-- Start Dataset entries --
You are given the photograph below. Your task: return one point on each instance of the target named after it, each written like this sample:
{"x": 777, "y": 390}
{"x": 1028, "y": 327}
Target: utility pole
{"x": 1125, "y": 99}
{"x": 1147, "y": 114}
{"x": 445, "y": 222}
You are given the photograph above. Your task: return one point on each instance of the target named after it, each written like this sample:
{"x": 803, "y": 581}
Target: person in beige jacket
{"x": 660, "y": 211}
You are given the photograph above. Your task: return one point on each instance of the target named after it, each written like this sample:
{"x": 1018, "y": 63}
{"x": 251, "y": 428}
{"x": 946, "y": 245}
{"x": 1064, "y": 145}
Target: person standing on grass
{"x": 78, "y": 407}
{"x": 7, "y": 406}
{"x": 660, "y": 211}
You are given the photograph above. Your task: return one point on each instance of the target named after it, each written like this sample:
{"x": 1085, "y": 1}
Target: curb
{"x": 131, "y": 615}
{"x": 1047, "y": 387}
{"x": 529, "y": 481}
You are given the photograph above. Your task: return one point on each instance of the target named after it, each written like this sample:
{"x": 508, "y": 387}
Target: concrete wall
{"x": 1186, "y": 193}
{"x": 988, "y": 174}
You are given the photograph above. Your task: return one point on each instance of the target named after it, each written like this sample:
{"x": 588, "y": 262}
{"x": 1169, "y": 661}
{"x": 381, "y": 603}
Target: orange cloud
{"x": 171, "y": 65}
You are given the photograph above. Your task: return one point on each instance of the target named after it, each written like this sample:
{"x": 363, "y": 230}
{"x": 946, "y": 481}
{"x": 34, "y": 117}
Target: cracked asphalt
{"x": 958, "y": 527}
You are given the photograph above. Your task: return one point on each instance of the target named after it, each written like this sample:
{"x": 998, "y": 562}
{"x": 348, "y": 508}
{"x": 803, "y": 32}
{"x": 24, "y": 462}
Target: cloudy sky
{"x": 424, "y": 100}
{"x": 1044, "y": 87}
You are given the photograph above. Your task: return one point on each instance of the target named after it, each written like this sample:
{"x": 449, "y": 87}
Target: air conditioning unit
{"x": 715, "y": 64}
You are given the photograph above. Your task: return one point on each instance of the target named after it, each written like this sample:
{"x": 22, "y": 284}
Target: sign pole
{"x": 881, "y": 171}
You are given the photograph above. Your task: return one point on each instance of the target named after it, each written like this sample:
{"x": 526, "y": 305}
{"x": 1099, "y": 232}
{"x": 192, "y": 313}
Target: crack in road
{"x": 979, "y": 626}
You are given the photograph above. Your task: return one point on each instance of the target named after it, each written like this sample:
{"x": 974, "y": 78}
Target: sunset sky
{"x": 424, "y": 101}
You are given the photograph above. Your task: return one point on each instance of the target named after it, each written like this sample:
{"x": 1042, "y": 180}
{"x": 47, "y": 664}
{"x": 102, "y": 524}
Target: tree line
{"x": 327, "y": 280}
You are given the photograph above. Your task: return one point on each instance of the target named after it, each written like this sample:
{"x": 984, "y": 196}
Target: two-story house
-- End Dataset entries --
**Instruction:**
Pull out every line in the data above that contains the string "person", treating uppercase and lowercase letters as different.

**Result of this exercise:**
Target: person in beige jacket
Target: person standing on grass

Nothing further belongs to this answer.